TRY IT ▸ Once you reach the end of the data, transcribe all of it exactly.

==== TASK DATA ====

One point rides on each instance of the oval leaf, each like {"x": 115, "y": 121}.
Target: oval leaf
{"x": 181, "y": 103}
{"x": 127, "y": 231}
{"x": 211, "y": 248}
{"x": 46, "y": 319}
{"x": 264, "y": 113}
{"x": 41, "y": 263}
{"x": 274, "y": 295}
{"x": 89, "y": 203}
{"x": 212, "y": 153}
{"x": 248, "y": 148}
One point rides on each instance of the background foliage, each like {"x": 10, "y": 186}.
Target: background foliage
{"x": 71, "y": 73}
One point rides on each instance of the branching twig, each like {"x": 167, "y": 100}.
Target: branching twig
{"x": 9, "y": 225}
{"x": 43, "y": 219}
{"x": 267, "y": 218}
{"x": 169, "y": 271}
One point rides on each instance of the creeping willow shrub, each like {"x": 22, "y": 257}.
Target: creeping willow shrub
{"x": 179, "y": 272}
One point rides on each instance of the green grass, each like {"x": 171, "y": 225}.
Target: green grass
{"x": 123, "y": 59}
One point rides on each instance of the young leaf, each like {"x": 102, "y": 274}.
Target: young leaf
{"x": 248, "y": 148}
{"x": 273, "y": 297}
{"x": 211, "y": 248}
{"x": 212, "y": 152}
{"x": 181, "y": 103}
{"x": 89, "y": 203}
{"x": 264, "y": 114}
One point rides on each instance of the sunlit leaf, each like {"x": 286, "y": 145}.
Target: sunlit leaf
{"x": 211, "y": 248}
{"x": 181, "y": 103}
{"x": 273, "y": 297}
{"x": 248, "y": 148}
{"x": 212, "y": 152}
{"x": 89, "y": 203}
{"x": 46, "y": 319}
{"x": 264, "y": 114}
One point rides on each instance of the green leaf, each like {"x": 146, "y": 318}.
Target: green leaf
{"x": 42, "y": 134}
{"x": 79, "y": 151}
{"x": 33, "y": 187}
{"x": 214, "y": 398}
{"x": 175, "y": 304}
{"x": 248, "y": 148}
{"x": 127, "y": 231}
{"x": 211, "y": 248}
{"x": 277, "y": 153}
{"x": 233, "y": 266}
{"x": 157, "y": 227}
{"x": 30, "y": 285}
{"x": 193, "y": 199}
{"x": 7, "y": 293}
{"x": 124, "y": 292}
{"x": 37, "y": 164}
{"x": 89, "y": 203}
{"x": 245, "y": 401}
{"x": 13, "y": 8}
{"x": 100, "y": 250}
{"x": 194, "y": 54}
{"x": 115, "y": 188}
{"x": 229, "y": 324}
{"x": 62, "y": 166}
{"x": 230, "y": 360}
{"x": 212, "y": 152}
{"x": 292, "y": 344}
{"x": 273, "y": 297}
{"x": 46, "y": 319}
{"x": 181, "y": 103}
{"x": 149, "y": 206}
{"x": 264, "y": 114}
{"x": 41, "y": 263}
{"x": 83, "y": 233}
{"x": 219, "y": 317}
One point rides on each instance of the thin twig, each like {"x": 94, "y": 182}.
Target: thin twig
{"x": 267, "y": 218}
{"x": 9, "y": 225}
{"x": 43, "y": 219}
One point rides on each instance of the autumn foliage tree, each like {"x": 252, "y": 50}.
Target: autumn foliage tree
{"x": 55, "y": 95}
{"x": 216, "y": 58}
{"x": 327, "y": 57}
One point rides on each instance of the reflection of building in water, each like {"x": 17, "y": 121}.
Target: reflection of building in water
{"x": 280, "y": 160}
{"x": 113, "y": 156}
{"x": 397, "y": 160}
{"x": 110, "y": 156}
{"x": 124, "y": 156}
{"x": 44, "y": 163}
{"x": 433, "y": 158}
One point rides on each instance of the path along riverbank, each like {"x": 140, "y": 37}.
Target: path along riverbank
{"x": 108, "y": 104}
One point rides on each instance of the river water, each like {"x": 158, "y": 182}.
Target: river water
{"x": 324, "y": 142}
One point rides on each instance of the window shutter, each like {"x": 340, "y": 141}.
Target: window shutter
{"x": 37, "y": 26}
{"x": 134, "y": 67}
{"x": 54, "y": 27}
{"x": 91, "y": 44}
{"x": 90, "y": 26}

====

REPLY ▸
One point rides on each instance of the oval leaf, each like {"x": 115, "y": 121}.
Target: oval leaf
{"x": 181, "y": 103}
{"x": 127, "y": 231}
{"x": 211, "y": 248}
{"x": 46, "y": 319}
{"x": 264, "y": 113}
{"x": 41, "y": 263}
{"x": 274, "y": 295}
{"x": 89, "y": 203}
{"x": 212, "y": 153}
{"x": 248, "y": 148}
One point rides on each instance of the background foliage, each like {"x": 10, "y": 186}.
Target: background foliage
{"x": 71, "y": 73}
One point rides on each instance of the branching twig, each like {"x": 167, "y": 100}.
Target: branching twig
{"x": 9, "y": 225}
{"x": 43, "y": 219}
{"x": 267, "y": 218}
{"x": 169, "y": 271}
One point rides on each instance of the creeping willow shrub, each like {"x": 22, "y": 257}.
Target: creeping willow shrub
{"x": 179, "y": 272}
One point rides on each instance of the green grass, each like {"x": 171, "y": 225}.
Target: green grass
{"x": 123, "y": 59}
One point rides on each instance of the young leaf, each like {"x": 102, "y": 274}.
Target: young leaf
{"x": 248, "y": 148}
{"x": 273, "y": 297}
{"x": 211, "y": 248}
{"x": 212, "y": 152}
{"x": 181, "y": 103}
{"x": 89, "y": 203}
{"x": 264, "y": 114}
One point rides on each instance of the sunlit leaf, each like {"x": 286, "y": 145}.
Target: sunlit leaf
{"x": 211, "y": 248}
{"x": 181, "y": 103}
{"x": 273, "y": 297}
{"x": 248, "y": 148}
{"x": 212, "y": 152}
{"x": 89, "y": 203}
{"x": 46, "y": 319}
{"x": 264, "y": 114}
One point rides on each instance of the green leaf, each like {"x": 146, "y": 318}.
Target: green leaf
{"x": 42, "y": 134}
{"x": 79, "y": 151}
{"x": 33, "y": 187}
{"x": 214, "y": 398}
{"x": 175, "y": 304}
{"x": 248, "y": 148}
{"x": 127, "y": 231}
{"x": 211, "y": 248}
{"x": 277, "y": 153}
{"x": 233, "y": 266}
{"x": 157, "y": 227}
{"x": 30, "y": 285}
{"x": 193, "y": 199}
{"x": 7, "y": 293}
{"x": 124, "y": 292}
{"x": 37, "y": 164}
{"x": 89, "y": 203}
{"x": 245, "y": 401}
{"x": 13, "y": 8}
{"x": 100, "y": 250}
{"x": 194, "y": 54}
{"x": 115, "y": 188}
{"x": 229, "y": 324}
{"x": 62, "y": 166}
{"x": 230, "y": 360}
{"x": 212, "y": 152}
{"x": 292, "y": 344}
{"x": 273, "y": 297}
{"x": 46, "y": 319}
{"x": 181, "y": 103}
{"x": 149, "y": 206}
{"x": 264, "y": 114}
{"x": 41, "y": 263}
{"x": 83, "y": 233}
{"x": 219, "y": 317}
One point rides on each instance of the thin twig, each like {"x": 94, "y": 182}.
Target: thin twig
{"x": 267, "y": 218}
{"x": 9, "y": 225}
{"x": 43, "y": 219}
One point rides on each instance of the autumn foliage tree, each like {"x": 252, "y": 50}.
Target: autumn foliage tree
{"x": 55, "y": 95}
{"x": 216, "y": 58}
{"x": 327, "y": 57}
One point rides on each instance of the reflection of building in water, each like {"x": 17, "y": 121}.
Target: reflection of building in water
{"x": 280, "y": 160}
{"x": 113, "y": 156}
{"x": 397, "y": 160}
{"x": 110, "y": 156}
{"x": 124, "y": 156}
{"x": 44, "y": 163}
{"x": 433, "y": 158}
One point rides on each instance of the path along riverbank, each like {"x": 140, "y": 37}.
Target: path along riverbank
{"x": 108, "y": 104}
One point rides on each instance of the river water, each like {"x": 158, "y": 182}.
Target: river water
{"x": 324, "y": 142}
One point rides on each instance of the window shutter, each like {"x": 340, "y": 141}.
Target: window shutter
{"x": 37, "y": 26}
{"x": 134, "y": 67}
{"x": 54, "y": 27}
{"x": 91, "y": 44}
{"x": 90, "y": 26}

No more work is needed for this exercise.